# CONJUNTO DE TAREFAS
1. Responda com base no trecho para leitura:
(a) Na resposta a Chica, de onde vêm os fragmentos que estão sendo publicados?
(b) Na mesma resposta, que sentimento aumenta ao ler, reler e escrever?
(c) Na resposta a Eduardo, antes de que idade se diz ter vivido plenamente?
2. Por favor, retome a troca de comentários sobre o irmão de Myra a partir do último comentário e continue a conversa.

# TRECHO PARA LEITURA

Tão bom ler mais esses fragmentos da vida de teu irmão! bjs, chica
sim Chica eu estou pondo aqui alguns fragmentos do livro que ele escreveu..a vida dele..tao ligada a mim, logico e tenho tratado de matar as saudades imensas que tenho dele...mas nao e possivel..lendo relendo escrevendo , me da ainda mais saudades dele...
beijos e obrigada por compartir...
Myra, adoro como você fala do irmão, e como tem histórias lindas de vida e obra para contar. Viver, em resumo é isso. E você sempre foi plena. Bjs
sim Eduardo, ele tinha mto que contar e eu tambem....si agora ja nao vivo... ja vivi plenamente antes dos 90 :):):
bjs e que bomque veio aqui...

# REGISTROS FORNECIDOS

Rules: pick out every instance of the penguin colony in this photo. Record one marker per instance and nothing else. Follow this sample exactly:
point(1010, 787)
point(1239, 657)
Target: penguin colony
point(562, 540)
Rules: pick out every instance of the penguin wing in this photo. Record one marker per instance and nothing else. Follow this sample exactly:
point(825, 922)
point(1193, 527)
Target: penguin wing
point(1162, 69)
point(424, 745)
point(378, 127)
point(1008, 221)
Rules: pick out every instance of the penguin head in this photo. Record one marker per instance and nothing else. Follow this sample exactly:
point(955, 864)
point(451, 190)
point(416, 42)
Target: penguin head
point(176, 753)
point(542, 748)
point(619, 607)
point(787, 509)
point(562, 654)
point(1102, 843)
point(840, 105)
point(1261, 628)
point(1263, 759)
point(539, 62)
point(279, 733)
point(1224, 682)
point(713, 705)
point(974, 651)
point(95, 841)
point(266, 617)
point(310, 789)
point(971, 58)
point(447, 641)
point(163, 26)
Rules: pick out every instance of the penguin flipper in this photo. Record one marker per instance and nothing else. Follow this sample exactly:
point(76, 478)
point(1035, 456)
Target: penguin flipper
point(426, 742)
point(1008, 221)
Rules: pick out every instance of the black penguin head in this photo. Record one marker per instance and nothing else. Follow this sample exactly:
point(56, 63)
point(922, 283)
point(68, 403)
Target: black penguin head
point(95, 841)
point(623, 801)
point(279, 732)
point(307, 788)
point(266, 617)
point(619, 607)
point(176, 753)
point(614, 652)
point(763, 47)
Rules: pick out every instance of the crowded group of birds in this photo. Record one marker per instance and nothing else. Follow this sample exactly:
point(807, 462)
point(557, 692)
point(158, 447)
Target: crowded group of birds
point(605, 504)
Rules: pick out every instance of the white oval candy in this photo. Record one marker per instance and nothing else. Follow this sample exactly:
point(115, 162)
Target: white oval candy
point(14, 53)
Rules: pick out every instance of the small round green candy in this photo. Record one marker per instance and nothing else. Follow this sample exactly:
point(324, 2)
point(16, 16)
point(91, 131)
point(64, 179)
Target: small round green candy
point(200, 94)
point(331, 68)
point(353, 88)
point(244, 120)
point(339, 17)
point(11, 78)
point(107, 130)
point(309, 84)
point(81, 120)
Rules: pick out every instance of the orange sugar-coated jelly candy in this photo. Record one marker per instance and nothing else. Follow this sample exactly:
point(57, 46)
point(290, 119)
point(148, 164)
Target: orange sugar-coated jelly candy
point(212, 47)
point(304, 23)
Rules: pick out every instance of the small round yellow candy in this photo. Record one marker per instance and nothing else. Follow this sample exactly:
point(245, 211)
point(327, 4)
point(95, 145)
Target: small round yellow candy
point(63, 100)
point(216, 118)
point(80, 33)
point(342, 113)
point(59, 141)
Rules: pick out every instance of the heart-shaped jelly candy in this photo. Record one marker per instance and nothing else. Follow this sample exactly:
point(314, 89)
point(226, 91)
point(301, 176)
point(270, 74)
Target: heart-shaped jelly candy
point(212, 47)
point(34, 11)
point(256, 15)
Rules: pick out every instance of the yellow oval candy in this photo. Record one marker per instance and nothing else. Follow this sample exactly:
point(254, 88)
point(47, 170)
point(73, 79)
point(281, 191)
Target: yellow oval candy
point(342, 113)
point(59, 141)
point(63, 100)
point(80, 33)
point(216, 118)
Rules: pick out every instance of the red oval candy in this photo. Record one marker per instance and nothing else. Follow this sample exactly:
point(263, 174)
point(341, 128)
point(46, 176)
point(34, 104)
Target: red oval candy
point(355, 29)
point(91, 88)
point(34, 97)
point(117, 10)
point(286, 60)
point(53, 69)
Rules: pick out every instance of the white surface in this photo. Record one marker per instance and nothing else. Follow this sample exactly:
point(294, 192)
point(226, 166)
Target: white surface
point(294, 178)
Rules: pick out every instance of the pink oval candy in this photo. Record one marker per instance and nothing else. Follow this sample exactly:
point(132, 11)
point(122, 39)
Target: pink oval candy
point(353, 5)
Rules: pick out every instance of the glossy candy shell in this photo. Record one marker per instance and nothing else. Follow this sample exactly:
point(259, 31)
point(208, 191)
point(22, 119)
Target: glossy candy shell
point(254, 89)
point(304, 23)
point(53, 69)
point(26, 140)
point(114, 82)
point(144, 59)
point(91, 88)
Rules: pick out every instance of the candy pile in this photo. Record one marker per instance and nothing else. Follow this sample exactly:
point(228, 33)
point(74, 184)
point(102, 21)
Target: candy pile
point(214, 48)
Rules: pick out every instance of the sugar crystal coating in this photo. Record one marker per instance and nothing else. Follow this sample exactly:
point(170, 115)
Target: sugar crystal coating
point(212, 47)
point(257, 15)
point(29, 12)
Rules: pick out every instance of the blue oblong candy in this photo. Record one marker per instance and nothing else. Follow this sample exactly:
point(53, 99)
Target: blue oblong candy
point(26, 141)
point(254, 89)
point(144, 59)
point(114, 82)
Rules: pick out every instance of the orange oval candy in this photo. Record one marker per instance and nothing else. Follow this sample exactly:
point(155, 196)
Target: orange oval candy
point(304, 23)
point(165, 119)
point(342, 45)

# AS RESPOSTAS
1.
(a) Do livro que o irmão escreveu.
(b) A saudade dele.
(c) Antes dos 90.

2.
Muito interessante esta reflexão sobre a vida e a ética. Iosif Landau escrevia muito bem e de forma muito inteligente. Este percurso que tantos de nós fazemos da juventude até à vida adulta, tanta esperança e tanto que vamos observando já mais velhos, nos dias de hoje, nos deixam tantas interrogações sobre o lugar para onde o mundo caminha.
Gostei muito, muito.
Beijos
Branca adoro tudo que diz!!!!!
E o Iosif também velejava !
Por isso, a alma de poeta !
E a tua Mãe...claro que era muito bonita !
Tinha uns olhos penetrantes, como tu tens, Myra !
Um beijo muito amigo neste DIA DA MÃE !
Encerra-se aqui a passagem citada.